** Opening TEXT SECTION block **

Some reviews have called Capernaum “poverty porn,” which angers Labaki, too. “So you prefer that nobody shows it?” she asks, her voice rising ever so slightly. “I agree that I haven’t been in their shoes. But I spent four years talking to them, to become their voice.”

As well, she was born in 1974, a year before the Lebanese Civil War turned Beirut into a battlefield; she spent much of her childhood cloistered in her home, surrounded by sandbags. Luckily, the shop in her building rented video cassettes, which she and her family watched over and over. “Films became a big part of my life,” Labaki says. “I was able to travel through them, explore realities that have nothing to do with my own.” By 12, she wanted to be a filmmaker. At Saint Joseph University in Lebanon, she directed documentaries, music videos and commercials and began to develop her style, which she calls “a choreography between fiction and reality.” Her diploma project, 11, rue Pasteur, won the Best Short Film Award at the Biennale of Arab Cinema, in Paris, and she was off.

Labaki is an activist as well, part of the political movement Beirut Madinati, whose citizen-politicians focus on social justice. She hopes Capernaum personalizes these humanitarian crises and opens an international debate about solutions. “At least we can apply some pressure,” she says. “Even if it sounds naive, I believe each one of us can have an impact. Otherwise, generations of children – those who survive – will be angry adults.”

** Closing TEXT SECTION block **
** Opening PROVIDED RECORDS block **

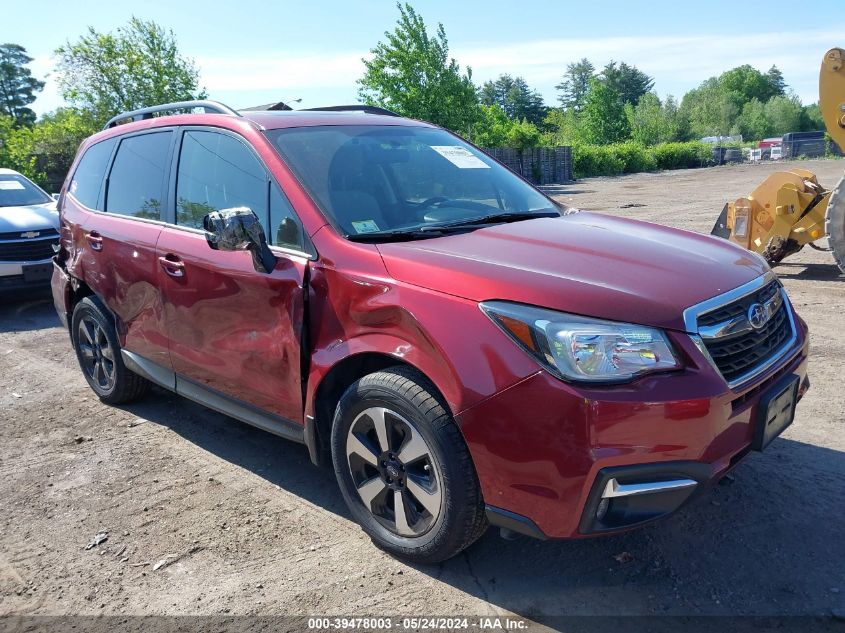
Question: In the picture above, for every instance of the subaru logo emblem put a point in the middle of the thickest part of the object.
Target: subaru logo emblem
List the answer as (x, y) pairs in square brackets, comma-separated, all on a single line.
[(758, 315)]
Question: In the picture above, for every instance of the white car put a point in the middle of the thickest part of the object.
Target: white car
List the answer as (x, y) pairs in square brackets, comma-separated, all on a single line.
[(29, 229)]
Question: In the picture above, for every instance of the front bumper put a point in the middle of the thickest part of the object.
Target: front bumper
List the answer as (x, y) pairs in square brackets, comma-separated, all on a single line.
[(545, 451)]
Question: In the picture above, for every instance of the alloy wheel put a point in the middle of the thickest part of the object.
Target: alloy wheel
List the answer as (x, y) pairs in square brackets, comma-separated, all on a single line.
[(96, 353), (394, 472)]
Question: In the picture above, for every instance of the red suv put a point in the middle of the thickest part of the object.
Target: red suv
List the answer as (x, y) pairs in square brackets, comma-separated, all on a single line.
[(467, 351)]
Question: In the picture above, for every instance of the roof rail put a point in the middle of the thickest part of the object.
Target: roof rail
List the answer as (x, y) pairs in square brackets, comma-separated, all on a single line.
[(281, 105), (354, 108), (214, 107)]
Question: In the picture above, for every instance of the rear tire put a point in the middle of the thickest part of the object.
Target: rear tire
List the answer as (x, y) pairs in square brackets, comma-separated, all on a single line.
[(835, 223), (98, 353), (395, 445)]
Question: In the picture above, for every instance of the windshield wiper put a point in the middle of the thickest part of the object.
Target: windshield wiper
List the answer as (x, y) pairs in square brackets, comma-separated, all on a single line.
[(398, 235), (436, 230), (493, 218)]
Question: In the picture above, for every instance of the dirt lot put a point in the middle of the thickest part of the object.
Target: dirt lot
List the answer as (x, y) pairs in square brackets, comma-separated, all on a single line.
[(246, 525)]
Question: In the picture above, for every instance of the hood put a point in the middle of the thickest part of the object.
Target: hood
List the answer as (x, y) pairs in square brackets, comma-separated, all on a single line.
[(584, 263), (30, 218)]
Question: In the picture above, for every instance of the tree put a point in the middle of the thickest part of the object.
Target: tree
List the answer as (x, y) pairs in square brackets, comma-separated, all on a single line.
[(811, 118), (576, 84), (752, 122), (775, 79), (630, 82), (749, 83), (515, 97), (17, 85), (412, 74), (603, 118), (492, 126), (654, 122), (709, 109), (783, 114), (44, 152), (138, 66)]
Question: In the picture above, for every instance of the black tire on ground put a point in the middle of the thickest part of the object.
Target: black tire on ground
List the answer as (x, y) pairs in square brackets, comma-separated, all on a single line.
[(410, 411), (113, 383), (835, 223)]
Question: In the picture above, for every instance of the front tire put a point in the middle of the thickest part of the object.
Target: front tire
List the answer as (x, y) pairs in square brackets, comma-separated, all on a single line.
[(98, 353), (404, 469)]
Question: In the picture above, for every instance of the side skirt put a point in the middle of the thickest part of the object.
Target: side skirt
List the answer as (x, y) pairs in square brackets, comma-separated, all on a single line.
[(213, 399)]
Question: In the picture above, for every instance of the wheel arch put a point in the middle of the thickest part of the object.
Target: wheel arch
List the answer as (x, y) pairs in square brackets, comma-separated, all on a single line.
[(336, 379)]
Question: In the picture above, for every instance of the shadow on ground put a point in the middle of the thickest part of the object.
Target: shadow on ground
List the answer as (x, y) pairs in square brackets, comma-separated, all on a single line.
[(768, 542)]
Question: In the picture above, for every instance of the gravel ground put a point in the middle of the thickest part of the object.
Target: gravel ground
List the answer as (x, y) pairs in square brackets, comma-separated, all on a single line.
[(245, 525)]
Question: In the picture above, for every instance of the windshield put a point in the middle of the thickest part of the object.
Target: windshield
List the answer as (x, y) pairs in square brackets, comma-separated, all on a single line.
[(375, 179), (17, 191)]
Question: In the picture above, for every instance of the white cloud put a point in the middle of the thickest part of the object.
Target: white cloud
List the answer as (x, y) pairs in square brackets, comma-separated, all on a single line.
[(678, 64)]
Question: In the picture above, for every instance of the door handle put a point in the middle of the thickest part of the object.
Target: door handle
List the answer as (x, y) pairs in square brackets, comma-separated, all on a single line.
[(172, 265), (95, 240)]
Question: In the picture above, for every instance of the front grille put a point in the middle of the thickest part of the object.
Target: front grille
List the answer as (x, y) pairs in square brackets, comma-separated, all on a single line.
[(17, 235), (739, 354), (32, 250)]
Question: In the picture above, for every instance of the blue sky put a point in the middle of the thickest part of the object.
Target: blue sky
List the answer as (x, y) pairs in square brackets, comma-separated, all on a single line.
[(254, 53)]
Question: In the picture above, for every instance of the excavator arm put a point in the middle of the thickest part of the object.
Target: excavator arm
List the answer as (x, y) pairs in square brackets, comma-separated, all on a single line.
[(789, 210)]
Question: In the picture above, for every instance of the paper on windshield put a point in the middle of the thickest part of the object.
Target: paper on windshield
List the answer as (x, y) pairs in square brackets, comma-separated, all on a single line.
[(460, 157)]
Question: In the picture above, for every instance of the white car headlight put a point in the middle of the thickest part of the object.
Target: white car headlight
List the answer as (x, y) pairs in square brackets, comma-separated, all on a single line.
[(579, 348)]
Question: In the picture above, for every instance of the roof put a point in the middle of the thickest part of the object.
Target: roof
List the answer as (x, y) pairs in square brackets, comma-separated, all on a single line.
[(276, 119)]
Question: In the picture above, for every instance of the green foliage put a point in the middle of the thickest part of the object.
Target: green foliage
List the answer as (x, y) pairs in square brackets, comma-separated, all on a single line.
[(654, 122), (515, 97), (630, 82), (682, 155), (135, 67), (752, 123), (45, 151), (523, 135), (783, 114), (603, 118), (495, 129), (17, 85), (412, 74), (811, 118), (630, 157), (595, 160), (491, 128), (749, 83), (575, 84)]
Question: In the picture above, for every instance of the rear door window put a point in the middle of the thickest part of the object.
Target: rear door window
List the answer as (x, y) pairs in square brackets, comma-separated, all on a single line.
[(137, 178), (87, 180)]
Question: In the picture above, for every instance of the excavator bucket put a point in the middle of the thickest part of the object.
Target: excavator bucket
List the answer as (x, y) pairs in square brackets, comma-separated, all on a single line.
[(720, 229)]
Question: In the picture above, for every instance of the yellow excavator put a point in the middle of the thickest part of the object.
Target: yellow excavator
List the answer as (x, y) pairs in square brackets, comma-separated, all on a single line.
[(790, 209)]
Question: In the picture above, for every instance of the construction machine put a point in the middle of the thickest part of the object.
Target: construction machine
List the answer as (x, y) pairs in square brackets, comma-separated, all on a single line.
[(790, 209)]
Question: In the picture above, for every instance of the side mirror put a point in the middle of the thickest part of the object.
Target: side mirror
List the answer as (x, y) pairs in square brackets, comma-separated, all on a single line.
[(238, 229)]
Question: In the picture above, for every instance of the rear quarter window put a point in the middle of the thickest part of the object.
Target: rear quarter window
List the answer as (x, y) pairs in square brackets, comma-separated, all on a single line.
[(87, 180)]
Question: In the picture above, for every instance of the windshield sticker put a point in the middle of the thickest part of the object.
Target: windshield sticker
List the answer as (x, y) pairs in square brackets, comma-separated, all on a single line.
[(365, 226), (460, 157)]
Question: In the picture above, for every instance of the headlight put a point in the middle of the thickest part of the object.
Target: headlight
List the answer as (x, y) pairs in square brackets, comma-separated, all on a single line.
[(583, 349)]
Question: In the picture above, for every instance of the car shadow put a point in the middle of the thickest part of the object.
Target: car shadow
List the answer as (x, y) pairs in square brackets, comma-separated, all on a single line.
[(767, 542), (764, 542), (27, 310)]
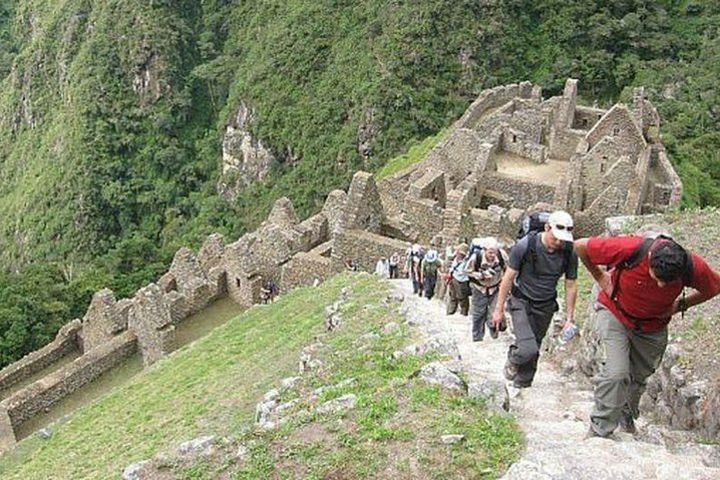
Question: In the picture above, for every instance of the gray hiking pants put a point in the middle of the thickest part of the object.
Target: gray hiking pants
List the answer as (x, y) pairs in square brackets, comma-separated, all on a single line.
[(630, 357), (530, 323)]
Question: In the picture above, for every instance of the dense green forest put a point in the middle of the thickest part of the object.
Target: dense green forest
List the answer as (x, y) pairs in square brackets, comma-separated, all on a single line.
[(112, 114)]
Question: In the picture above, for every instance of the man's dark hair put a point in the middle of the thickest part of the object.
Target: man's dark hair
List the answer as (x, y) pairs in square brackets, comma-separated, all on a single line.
[(668, 261)]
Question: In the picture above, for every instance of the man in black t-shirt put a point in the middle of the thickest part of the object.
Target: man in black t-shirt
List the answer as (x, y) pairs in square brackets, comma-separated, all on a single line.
[(536, 264)]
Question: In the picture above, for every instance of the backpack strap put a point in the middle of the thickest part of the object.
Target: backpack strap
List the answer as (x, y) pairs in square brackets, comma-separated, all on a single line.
[(634, 259)]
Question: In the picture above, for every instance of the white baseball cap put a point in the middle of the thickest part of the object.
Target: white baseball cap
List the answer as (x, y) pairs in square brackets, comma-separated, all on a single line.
[(561, 225)]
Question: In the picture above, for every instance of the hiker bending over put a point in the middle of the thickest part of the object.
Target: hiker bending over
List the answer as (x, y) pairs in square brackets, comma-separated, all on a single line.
[(535, 266), (637, 299), (485, 269), (458, 282), (430, 266)]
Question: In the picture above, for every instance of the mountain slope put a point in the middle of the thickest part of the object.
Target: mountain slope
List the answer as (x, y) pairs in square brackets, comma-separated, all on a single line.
[(211, 387)]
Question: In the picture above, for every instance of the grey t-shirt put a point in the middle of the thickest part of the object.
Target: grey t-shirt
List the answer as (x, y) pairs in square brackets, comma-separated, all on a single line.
[(538, 279)]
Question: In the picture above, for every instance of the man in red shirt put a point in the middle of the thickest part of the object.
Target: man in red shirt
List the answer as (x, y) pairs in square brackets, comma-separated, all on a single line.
[(634, 306)]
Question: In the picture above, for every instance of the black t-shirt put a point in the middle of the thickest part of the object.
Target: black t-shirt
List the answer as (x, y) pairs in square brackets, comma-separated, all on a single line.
[(537, 278)]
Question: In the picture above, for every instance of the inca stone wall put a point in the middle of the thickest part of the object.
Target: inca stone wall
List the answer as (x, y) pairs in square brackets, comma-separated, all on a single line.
[(38, 396)]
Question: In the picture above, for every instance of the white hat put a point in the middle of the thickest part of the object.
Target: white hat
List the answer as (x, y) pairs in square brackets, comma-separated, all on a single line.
[(561, 225)]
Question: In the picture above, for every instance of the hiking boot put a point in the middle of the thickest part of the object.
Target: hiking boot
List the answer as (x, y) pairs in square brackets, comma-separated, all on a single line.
[(510, 370), (627, 423), (503, 325)]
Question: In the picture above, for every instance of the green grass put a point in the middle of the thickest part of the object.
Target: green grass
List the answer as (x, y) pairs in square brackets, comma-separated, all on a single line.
[(416, 153), (212, 386)]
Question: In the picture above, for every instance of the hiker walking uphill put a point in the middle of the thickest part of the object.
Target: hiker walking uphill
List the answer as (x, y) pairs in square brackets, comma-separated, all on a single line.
[(458, 282), (535, 266), (485, 269), (430, 267), (637, 299)]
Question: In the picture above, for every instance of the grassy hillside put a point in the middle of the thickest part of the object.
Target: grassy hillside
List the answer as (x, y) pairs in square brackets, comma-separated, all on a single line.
[(212, 386), (112, 113)]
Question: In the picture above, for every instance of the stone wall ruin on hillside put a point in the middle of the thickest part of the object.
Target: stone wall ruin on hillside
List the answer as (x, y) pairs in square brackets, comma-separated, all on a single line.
[(511, 148)]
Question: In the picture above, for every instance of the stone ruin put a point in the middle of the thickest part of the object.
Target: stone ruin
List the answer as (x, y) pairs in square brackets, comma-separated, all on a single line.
[(510, 150)]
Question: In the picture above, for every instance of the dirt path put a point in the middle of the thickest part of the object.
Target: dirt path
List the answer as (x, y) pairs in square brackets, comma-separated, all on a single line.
[(553, 415)]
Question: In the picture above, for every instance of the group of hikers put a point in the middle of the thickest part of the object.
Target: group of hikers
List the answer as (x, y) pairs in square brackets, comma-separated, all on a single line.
[(641, 282)]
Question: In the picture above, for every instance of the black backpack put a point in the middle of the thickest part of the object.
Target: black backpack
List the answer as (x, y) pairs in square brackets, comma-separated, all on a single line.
[(535, 222), (639, 253)]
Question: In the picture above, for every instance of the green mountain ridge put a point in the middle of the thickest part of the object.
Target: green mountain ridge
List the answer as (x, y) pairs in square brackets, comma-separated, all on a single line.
[(112, 114)]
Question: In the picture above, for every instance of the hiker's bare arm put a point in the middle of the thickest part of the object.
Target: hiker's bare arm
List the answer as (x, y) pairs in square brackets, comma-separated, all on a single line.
[(503, 291), (601, 276), (570, 296)]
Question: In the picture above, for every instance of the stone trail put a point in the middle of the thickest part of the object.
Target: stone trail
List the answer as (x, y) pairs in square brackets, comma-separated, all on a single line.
[(553, 414)]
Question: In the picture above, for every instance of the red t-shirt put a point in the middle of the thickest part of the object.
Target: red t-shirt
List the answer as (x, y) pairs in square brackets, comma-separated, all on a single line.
[(638, 295)]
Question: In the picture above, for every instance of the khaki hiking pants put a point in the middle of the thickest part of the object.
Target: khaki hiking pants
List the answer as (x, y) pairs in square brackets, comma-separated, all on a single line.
[(629, 357)]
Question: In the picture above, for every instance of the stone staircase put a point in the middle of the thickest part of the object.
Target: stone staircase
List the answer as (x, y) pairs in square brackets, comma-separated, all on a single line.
[(553, 414)]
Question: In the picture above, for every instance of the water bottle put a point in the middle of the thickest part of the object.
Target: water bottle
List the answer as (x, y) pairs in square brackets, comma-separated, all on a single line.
[(569, 332)]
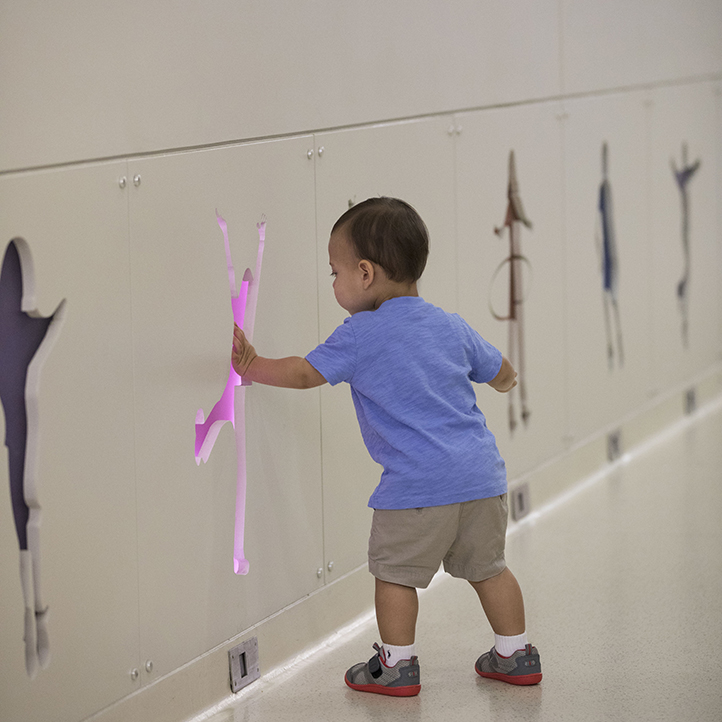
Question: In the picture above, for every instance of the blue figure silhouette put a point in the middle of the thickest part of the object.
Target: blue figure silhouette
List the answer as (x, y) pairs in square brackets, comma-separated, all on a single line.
[(25, 339), (607, 245)]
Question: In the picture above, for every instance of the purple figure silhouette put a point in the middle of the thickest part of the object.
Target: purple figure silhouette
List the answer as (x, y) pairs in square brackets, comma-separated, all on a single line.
[(683, 177), (25, 341)]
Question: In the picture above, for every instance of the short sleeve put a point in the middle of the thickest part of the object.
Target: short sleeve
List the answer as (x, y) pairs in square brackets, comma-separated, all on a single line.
[(485, 360), (335, 359)]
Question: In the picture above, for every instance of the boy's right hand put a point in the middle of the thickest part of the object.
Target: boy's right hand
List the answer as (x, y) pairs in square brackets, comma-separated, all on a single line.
[(243, 353)]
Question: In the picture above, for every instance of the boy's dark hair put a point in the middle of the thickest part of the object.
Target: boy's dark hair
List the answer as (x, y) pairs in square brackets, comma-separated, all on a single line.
[(390, 233)]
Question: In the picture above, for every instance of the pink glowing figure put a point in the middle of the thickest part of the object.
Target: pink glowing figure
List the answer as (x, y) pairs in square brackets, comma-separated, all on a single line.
[(232, 405)]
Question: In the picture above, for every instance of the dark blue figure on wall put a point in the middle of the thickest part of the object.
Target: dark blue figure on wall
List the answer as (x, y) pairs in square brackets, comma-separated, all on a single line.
[(607, 244), (25, 340), (683, 177)]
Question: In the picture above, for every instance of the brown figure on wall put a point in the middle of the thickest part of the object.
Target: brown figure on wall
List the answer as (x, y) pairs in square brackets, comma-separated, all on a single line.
[(683, 177), (515, 218)]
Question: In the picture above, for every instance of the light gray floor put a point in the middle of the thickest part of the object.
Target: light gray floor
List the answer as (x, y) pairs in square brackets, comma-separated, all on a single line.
[(623, 590)]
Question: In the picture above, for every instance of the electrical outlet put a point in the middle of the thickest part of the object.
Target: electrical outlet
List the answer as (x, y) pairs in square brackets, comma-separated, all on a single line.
[(243, 661), (520, 505), (690, 401), (614, 445)]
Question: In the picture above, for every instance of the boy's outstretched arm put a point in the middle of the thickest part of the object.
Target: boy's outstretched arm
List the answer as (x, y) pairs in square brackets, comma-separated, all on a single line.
[(505, 380), (292, 372)]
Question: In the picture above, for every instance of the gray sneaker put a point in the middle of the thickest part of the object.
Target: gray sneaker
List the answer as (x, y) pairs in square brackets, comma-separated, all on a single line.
[(523, 667), (401, 680)]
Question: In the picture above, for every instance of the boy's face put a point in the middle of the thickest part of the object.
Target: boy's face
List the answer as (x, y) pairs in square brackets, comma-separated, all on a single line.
[(349, 286)]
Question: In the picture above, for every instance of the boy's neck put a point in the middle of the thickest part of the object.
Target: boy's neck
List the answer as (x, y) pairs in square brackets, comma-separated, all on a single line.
[(393, 289)]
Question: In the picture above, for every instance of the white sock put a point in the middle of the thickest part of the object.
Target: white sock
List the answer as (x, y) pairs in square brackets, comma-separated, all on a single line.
[(393, 654), (506, 646)]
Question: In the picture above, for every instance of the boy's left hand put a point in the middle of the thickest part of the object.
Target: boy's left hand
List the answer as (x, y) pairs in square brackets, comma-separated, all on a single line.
[(243, 353)]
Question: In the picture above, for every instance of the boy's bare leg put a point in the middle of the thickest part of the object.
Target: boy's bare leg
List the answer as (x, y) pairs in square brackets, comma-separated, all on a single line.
[(503, 603), (397, 608)]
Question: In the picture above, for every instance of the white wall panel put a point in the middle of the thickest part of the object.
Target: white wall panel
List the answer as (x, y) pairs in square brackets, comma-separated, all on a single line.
[(684, 115), (413, 161), (603, 388), (190, 598), (76, 224), (482, 158), (81, 79), (618, 43)]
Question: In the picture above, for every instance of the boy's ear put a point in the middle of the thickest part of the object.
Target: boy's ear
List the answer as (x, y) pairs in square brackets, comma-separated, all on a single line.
[(368, 271)]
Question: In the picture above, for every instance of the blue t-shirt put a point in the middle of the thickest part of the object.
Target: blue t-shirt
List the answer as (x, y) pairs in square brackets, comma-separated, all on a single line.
[(410, 366)]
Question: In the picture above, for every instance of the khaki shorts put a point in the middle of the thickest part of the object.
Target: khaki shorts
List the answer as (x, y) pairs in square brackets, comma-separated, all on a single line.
[(408, 545)]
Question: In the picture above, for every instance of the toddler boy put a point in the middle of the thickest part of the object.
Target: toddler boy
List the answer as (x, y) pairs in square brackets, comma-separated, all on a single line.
[(442, 494)]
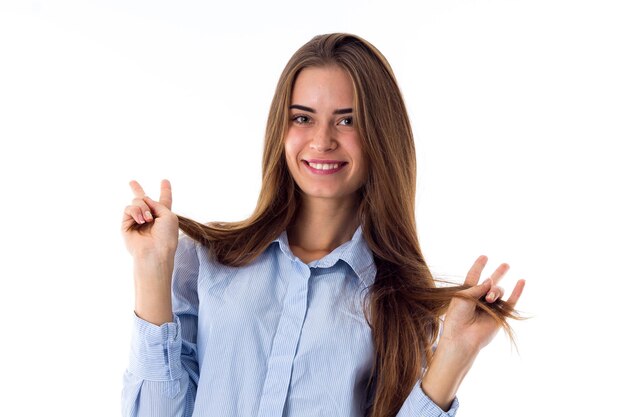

** Closing PROVIDED RECORDS block **

TASK 1 →
Rewrite the stretch of the Labaki profile from "As well, she" through "she was off.", replacing "documentaries" with "short films".
TASK 2 →
Answer these questions from the Labaki profile:
(a) In what year was Labaki born?
(b) How long did she spend talking to the people she portrays?
(c) What political movement is she part of?
TASK 3 →
Resume the profile of Labaki after its final sentence.

TASK RESULT 1 →
As well, she was born in 1974, a year before the Lebanese Civil War turned Beirut into a battlefield; she spent much of her childhood cloistered in her home, surrounded by sandbags. Luckily, the shop in her building rented video cassettes, which she and her family watched over and over. “Films became a big part of my life,” Labaki says. “I was able to travel through them, explore realities that have nothing to do with my own.” By 12, she wanted to be a filmmaker. At Saint Joseph University in Lebanon, she directed short films, music videos and commercials and began to develop her style, which she calls “a choreography between fiction and reality.” Her diploma project, 11, rue Pasteur, won the Best Short Film Award at the Biennale of Arab Cinema, in Paris, and she was off.

TASK RESULT 2 →
(a) 1974
(b) Four years
(c) Beirut Madinati

TASK RESULT 3 →
She was able to change the lives of two her actors. Shiferaw now lives in London; and Zain and his family have resettled in Norway. “He and his siblings will be able to go to school, finally. He’s going to be able to be a child,” Labaki says. “Of course, it’s not going to be easy, but as least he has a future, which he was not going to have living illegally in Lebanon with a million other refugees.”

Having to pay for one’s identity papers is the biggest problem, Labaki says. “If you don’t have the money, you don’t register your child. So they are invisible to the system. They can’t go to school or to hospital, they can’t travel, they can’t work. They are stuck on the fringes of society. Countless children are dying every day, out of neglect, accident, illness. They fall off balconies, they’re electrocuted, killed in fires, kidnapped, and nobody knows about them because to the system, they don’t exist. They are born and die without anybody knowing. And under this weight of the hardships of life, the value of a soul becomes completely erased.”

Labaki is asking us – urging us, imploring us – to look.